◆ DIRECTION 1
Translate into French this sentence from the court judgment: "The two are the main issues for determination in this matter."
◆ DIRECTION 2
Summarize the court judgment in two sentences.
◆ DIRECTION 3
Repeat verbatim the portion of the court judgment that begins at the words "(Being an appeal" and stops after "delivered on 26/07/2016).".

◆ SELECTED TEXT

South Nyanza Sugar Co. Ltd v Peter Odera Ambaro [2017] KEHC 5018 (KLR)
Full Case Text
REPUBLIC OF KENYA
IN THE HIGH COURT OF KENY AT MIGORI
CIVIL APPEAL NO. 55 OF 2016
SOUTH NYANZA SUGAR CO. LTD.......................................APPELLANT
-versus-
PETER ODERA AMBARO……………………..…………RESPONDENT
-and-
PETER ODERA AMBARO.....................................................APPELLANT
(By Cross-Appeal)
-versus-
SOUTH NYANZA SUGAR CO. LTD. …………………….RESPONDENT
(By Cross-Appeal)
(Being an appeal and a cross-appeal from the judgment and decree by Hon. E. Muriuki Nyaga, Senior Resident Magistrate (as he then was) in Migori PMCC No. 98 of 2015 delivered on 26/07/2016).
JUDGMENT
1. The judgment of the trial court delivered on 26/07/2016 elicited the twin appeals before this Court. The Appellant herein, SOUTH NYANZA SUGAR CO. LTD, raised the issue of the time from which interest ought to run from. On the other hand, the Respondent herein, PETER ODERA AMBARO,who is the Cross-Appellant by way of the cross-appeal, raised the issue of his entitlement to penalty interest over and above the compensation and normal interest. The two are the main issues for determination in this matter.
2. The brief background of this matter is that the Appellant and the Respondent entered into a Growers Cane Farming and Supply Contract dated 31/03/2005 (hereinafter referred to as 'the Contract') where the Appellant contracted the Respondent to grow and sell to it sugarcane at the Respondent’s parcel of land being Plot No. 431 measuring 0. 3 Hectares in Field No. 201 Zone I Kajulu in Migori County. Clause 2(a) of the Contract however indicated that the contract was deemed to have commenced on 18/08/2004.

◆ DATASET EXTRACT

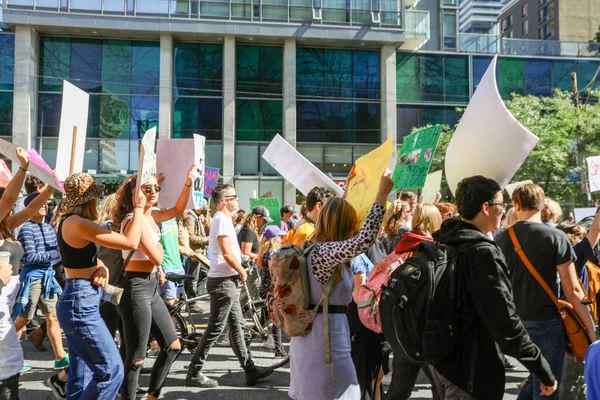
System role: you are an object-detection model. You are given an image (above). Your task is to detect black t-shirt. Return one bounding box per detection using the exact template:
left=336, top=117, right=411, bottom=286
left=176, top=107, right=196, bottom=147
left=496, top=221, right=577, bottom=321
left=238, top=226, right=260, bottom=254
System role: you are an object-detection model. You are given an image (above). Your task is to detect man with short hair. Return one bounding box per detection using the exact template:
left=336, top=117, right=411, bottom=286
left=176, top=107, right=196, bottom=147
left=279, top=206, right=294, bottom=232
left=496, top=184, right=596, bottom=399
left=400, top=192, right=417, bottom=230
left=13, top=193, right=69, bottom=370
left=431, top=176, right=557, bottom=400
left=185, top=184, right=273, bottom=387
left=283, top=186, right=335, bottom=246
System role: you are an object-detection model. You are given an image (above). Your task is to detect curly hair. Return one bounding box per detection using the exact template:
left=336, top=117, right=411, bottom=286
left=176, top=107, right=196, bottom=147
left=112, top=175, right=137, bottom=232
left=456, top=175, right=502, bottom=220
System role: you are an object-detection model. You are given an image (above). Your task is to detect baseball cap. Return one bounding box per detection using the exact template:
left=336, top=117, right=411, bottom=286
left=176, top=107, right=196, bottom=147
left=279, top=206, right=295, bottom=214
left=263, top=225, right=285, bottom=239
left=252, top=206, right=273, bottom=222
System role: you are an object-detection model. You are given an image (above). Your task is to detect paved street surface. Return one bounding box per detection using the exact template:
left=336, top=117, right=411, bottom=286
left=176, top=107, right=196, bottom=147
left=20, top=298, right=527, bottom=400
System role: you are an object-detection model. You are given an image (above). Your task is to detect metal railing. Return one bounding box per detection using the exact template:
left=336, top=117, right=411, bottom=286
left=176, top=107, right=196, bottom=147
left=459, top=33, right=600, bottom=57
left=0, top=0, right=402, bottom=28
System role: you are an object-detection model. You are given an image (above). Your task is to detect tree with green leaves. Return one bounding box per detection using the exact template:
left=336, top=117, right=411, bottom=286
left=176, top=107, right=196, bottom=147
left=430, top=89, right=600, bottom=205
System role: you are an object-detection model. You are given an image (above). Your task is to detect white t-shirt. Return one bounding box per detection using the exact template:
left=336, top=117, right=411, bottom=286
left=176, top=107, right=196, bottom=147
left=208, top=211, right=242, bottom=278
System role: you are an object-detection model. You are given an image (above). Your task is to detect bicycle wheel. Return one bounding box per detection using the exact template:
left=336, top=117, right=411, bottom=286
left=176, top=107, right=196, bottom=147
left=171, top=313, right=202, bottom=354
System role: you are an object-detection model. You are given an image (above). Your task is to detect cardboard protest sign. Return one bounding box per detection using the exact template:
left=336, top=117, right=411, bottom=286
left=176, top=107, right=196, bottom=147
left=0, top=160, right=13, bottom=188
left=346, top=136, right=393, bottom=221
left=0, top=139, right=65, bottom=193
left=204, top=167, right=219, bottom=197
left=392, top=125, right=442, bottom=190
left=250, top=197, right=281, bottom=226
left=156, top=139, right=194, bottom=208
left=504, top=179, right=533, bottom=198
left=262, top=135, right=344, bottom=196
left=192, top=134, right=206, bottom=209
left=444, top=57, right=539, bottom=194
left=135, top=127, right=156, bottom=195
left=574, top=207, right=596, bottom=222
left=56, top=81, right=90, bottom=180
left=423, top=171, right=442, bottom=204
left=586, top=156, right=600, bottom=192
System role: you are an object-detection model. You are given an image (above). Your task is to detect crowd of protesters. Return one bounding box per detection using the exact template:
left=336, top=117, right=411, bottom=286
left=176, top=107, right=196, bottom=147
left=0, top=149, right=600, bottom=400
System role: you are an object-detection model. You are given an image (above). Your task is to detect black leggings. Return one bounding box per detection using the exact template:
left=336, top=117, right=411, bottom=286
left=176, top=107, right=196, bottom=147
left=117, top=272, right=179, bottom=400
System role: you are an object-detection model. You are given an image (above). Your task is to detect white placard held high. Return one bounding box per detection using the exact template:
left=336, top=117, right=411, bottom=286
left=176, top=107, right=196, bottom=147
left=192, top=134, right=206, bottom=209
left=0, top=139, right=65, bottom=193
left=156, top=139, right=195, bottom=208
left=444, top=57, right=539, bottom=193
left=423, top=171, right=442, bottom=204
left=135, top=127, right=156, bottom=196
left=586, top=156, right=600, bottom=192
left=263, top=135, right=344, bottom=196
left=55, top=81, right=90, bottom=180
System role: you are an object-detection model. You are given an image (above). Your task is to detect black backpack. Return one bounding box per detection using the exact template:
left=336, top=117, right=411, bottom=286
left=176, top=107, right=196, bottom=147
left=379, top=241, right=478, bottom=365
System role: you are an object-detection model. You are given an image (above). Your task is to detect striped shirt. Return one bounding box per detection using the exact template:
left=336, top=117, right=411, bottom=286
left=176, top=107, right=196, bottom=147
left=18, top=221, right=60, bottom=268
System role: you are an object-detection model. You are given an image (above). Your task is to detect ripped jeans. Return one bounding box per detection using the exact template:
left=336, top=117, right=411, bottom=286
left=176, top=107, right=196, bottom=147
left=56, top=279, right=123, bottom=400
left=117, top=272, right=179, bottom=400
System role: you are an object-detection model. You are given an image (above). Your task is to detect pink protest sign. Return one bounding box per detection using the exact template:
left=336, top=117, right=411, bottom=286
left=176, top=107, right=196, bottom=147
left=27, top=149, right=65, bottom=193
left=0, top=160, right=13, bottom=188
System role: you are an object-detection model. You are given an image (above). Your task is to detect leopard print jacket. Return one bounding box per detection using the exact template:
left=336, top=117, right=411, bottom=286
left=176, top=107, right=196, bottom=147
left=311, top=203, right=385, bottom=284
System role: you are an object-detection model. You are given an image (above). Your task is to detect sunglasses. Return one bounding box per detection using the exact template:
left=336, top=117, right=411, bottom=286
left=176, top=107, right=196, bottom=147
left=142, top=185, right=161, bottom=194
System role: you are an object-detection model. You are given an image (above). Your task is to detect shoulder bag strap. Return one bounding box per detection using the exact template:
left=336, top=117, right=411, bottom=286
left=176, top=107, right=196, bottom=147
left=508, top=226, right=562, bottom=310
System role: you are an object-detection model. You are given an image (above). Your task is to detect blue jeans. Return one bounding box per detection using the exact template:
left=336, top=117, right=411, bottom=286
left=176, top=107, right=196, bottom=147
left=517, top=319, right=567, bottom=400
left=56, top=279, right=124, bottom=400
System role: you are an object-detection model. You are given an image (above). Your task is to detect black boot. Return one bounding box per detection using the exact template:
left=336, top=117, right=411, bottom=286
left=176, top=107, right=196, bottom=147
left=244, top=360, right=273, bottom=386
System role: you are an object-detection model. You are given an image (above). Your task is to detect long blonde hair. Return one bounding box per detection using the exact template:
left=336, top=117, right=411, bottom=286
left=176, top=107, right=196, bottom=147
left=310, top=197, right=358, bottom=243
left=256, top=236, right=281, bottom=270
left=413, top=204, right=442, bottom=236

◆ FINAL RESULT 1
Ces deux questions sont les principales questions à trancher dans la présente affaire.

◆ FINAL RESULT 2
The trial court's judgment of 26/07/2016 led to an appeal by South Nyanza Sugar Co. Ltd, which disputes the time from which interest should run, and to a cross-appeal by Peter Odera Ambaro, who claims penalty interest beyond compensation and normal interest. The dispute arises from a Growers Cane Farming and Supply Contract dated 31/03/2005, under which Peter Odera Ambaro was to grow sugarcane on Plot No. 431 in Migori County and sell it to the company, and the contract was deemed to have commenced on 18/08/2004.

◆ FINAL RESULT 3
(Being an appeal and a cross-appeal from the judgment and decree by Hon. E. Muriuki Nyaga, Senior Resident Magistrate (as he then was) in Migori PMCC No. 98 of 2015 delivered on 26/07/2016).